* _STATED GOAL_: Report how many lines of the data below contain the word "along", and give only that number.

* _ENTRIES SUPPLIED_:
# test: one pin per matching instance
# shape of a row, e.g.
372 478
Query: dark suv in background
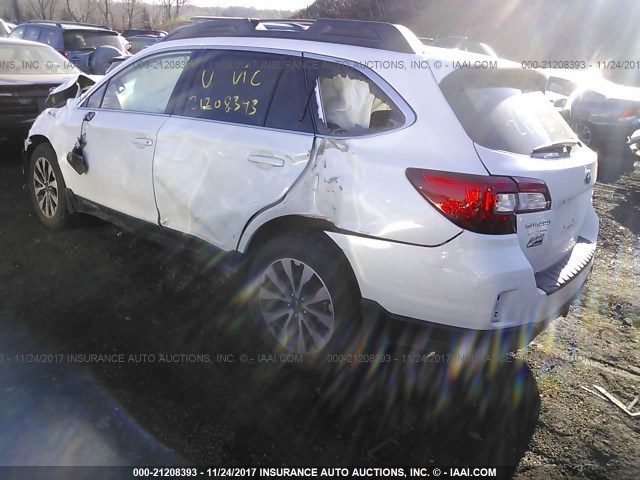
89 47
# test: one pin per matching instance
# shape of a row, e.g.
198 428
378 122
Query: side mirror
560 103
71 89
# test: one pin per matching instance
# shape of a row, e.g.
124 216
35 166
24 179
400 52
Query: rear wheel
304 293
46 187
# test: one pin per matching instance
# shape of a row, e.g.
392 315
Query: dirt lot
195 386
579 435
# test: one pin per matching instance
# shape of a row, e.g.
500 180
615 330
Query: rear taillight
481 203
630 112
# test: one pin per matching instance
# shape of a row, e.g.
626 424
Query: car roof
377 35
19 41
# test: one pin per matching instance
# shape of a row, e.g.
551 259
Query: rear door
237 142
518 133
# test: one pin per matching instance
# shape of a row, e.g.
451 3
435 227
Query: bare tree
131 11
81 10
165 7
105 9
180 3
44 9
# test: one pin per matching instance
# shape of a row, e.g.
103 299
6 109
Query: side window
145 86
32 33
233 86
348 102
18 32
290 108
48 36
95 99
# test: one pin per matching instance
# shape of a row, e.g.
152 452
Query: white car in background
359 173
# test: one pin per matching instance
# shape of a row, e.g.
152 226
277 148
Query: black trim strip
568 268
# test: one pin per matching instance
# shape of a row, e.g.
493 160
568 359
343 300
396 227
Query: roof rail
62 23
379 35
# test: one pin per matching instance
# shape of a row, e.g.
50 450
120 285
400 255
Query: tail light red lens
481 203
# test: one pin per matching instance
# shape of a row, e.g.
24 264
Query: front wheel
304 293
46 187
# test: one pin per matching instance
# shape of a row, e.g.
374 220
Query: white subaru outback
358 173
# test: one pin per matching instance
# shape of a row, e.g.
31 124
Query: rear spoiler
72 88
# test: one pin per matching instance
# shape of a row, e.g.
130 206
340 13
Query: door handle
270 160
142 141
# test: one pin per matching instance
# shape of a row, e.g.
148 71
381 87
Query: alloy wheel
296 306
45 187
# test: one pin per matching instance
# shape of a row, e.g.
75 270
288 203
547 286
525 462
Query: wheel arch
34 142
298 224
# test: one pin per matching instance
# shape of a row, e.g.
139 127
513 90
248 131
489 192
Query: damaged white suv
359 173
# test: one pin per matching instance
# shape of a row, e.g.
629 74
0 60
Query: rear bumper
424 337
473 284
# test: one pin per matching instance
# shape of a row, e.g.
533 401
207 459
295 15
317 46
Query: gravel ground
93 289
579 435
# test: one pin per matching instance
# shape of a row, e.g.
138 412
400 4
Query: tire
47 188
584 133
303 294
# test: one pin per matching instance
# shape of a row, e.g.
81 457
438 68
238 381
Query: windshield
33 60
80 39
503 115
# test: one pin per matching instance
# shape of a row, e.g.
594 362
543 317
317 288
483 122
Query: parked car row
89 47
28 73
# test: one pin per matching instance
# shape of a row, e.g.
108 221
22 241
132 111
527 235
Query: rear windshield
79 39
505 110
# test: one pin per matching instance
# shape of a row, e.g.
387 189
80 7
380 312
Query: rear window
80 39
505 109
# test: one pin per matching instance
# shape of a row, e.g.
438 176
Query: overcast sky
272 4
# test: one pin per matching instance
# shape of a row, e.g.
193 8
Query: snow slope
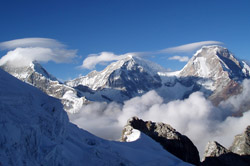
35 130
37 76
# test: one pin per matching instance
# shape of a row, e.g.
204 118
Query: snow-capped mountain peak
213 62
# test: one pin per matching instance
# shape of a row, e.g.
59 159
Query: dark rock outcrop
171 140
217 155
241 144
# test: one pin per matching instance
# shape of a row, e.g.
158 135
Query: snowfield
35 130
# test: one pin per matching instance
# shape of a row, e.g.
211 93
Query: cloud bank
24 51
179 58
93 59
195 117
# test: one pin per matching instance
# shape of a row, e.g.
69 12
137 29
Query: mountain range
212 70
35 129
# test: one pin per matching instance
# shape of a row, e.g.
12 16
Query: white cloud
179 58
31 42
189 48
195 117
35 49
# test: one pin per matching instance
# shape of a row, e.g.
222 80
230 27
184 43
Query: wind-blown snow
35 131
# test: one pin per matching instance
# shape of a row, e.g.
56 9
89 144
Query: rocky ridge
171 140
37 76
216 154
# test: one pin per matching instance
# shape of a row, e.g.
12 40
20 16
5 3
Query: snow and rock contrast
35 130
37 76
217 155
174 142
216 72
213 70
241 144
121 80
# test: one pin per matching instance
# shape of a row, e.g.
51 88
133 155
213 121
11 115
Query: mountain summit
126 78
37 76
212 70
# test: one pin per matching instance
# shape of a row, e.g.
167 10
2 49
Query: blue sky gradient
121 26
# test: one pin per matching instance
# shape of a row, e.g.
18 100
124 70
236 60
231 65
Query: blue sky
122 26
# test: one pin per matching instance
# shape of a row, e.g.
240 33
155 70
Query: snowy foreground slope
35 130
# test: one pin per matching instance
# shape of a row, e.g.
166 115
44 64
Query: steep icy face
241 144
217 71
37 76
35 131
215 62
127 77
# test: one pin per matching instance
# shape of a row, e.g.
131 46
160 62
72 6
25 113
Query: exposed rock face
214 149
217 155
124 79
241 144
37 76
216 70
171 140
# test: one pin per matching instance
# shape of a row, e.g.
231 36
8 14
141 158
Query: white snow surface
35 130
135 135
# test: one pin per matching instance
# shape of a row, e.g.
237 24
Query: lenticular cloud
24 51
195 117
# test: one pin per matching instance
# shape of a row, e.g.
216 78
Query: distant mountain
121 80
35 130
212 70
37 76
216 71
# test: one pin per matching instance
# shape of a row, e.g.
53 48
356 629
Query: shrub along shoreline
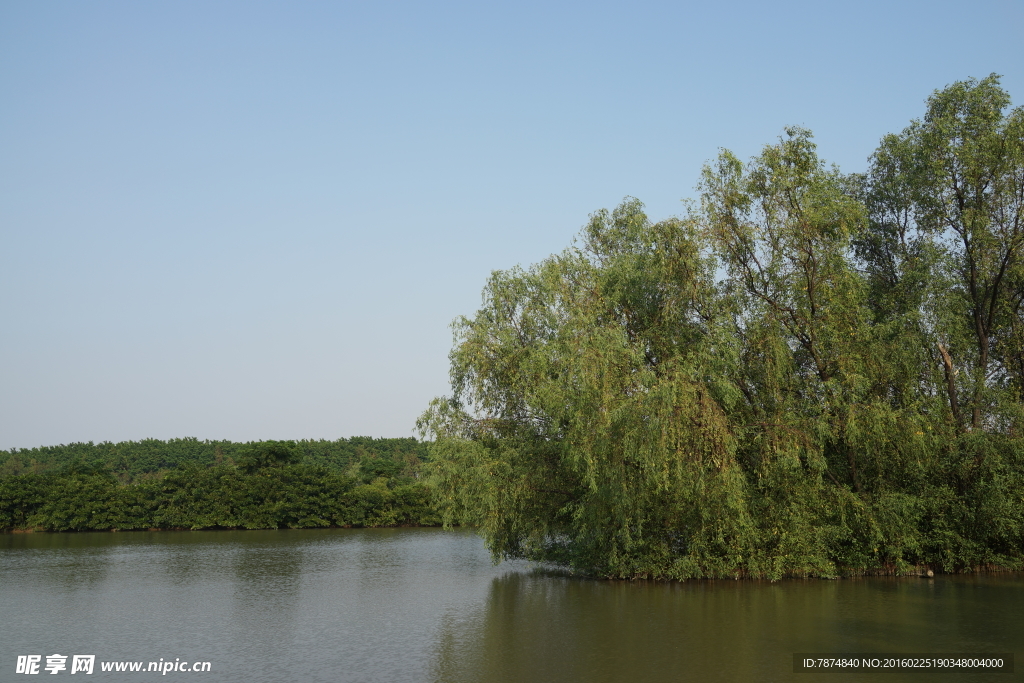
263 485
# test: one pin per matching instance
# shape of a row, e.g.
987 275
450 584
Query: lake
427 605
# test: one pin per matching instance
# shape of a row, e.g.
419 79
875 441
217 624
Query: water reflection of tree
546 628
543 628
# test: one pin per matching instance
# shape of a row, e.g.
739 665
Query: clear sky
256 220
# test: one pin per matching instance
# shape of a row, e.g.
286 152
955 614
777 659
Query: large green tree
776 384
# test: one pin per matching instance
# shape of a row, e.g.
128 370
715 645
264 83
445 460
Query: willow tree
809 374
587 425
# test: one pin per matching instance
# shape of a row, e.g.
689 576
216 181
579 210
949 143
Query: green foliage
350 482
810 374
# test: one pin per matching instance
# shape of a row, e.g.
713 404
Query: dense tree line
185 483
131 460
809 374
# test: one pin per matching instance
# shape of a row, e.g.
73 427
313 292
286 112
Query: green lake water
423 604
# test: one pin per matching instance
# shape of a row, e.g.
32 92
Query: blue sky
256 220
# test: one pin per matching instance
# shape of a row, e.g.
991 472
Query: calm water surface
427 605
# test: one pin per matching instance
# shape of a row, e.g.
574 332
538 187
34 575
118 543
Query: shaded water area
424 604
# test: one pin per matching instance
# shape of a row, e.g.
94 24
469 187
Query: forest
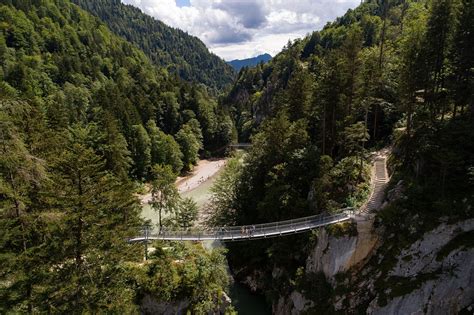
388 73
97 99
84 117
181 54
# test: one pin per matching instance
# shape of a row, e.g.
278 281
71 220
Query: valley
336 177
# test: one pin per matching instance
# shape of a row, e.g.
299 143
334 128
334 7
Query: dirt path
200 174
379 181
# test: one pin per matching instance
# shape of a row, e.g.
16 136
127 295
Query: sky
239 29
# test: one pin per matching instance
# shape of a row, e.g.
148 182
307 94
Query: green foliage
189 138
224 189
184 271
342 229
80 72
74 100
180 53
462 241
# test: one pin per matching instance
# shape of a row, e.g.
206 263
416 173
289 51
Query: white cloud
245 28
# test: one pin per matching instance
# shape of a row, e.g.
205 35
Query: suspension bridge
275 229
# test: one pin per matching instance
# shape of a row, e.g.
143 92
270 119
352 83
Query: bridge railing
249 231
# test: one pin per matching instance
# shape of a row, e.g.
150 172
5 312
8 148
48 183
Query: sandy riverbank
201 173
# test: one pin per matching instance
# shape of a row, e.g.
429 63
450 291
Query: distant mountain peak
238 64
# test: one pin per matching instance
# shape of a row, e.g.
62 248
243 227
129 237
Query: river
197 186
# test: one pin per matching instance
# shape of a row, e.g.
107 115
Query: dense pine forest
98 100
84 116
175 50
389 73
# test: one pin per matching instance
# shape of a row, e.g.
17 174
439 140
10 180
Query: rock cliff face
445 258
435 275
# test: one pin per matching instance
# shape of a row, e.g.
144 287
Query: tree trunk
324 130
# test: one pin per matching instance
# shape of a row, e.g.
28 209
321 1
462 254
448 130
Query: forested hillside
389 72
173 49
83 115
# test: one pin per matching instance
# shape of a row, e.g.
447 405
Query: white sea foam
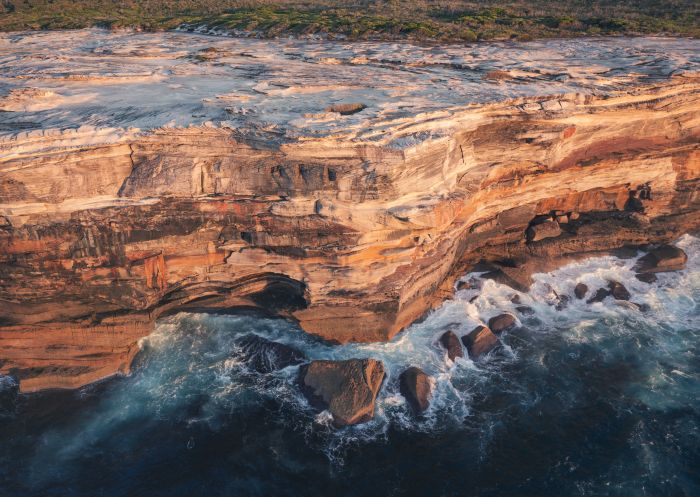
194 356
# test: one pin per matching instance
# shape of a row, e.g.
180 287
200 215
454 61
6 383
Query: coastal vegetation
421 20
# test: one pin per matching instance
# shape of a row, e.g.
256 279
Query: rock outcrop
354 231
480 341
502 322
662 259
417 387
348 389
265 356
450 342
619 291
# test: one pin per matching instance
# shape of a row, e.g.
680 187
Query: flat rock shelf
344 186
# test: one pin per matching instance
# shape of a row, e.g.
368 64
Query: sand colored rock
354 228
480 341
417 387
450 342
348 389
501 323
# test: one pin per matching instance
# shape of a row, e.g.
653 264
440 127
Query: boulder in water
451 343
663 258
265 356
9 389
646 277
599 296
618 290
348 389
480 341
525 310
417 388
501 323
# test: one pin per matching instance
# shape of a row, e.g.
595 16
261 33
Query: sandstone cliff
353 238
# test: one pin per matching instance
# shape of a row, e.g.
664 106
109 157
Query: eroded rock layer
353 237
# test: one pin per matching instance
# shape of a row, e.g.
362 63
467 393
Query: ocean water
591 400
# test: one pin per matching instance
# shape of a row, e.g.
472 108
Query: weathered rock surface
502 322
525 310
618 291
450 342
600 295
417 387
480 341
348 389
546 229
661 259
265 356
646 277
354 227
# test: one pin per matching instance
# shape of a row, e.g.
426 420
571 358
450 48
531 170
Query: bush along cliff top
453 21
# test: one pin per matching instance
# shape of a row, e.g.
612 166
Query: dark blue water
592 400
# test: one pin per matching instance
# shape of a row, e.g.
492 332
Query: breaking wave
587 399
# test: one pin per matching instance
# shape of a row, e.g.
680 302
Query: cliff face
353 238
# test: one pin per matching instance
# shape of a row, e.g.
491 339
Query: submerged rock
451 343
266 356
417 387
525 310
562 302
9 390
646 277
348 389
502 322
618 290
480 341
663 258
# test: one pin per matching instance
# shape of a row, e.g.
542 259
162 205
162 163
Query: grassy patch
454 20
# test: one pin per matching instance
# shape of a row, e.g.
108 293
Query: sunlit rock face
342 185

* _PROBLEM SOLUTION_: 2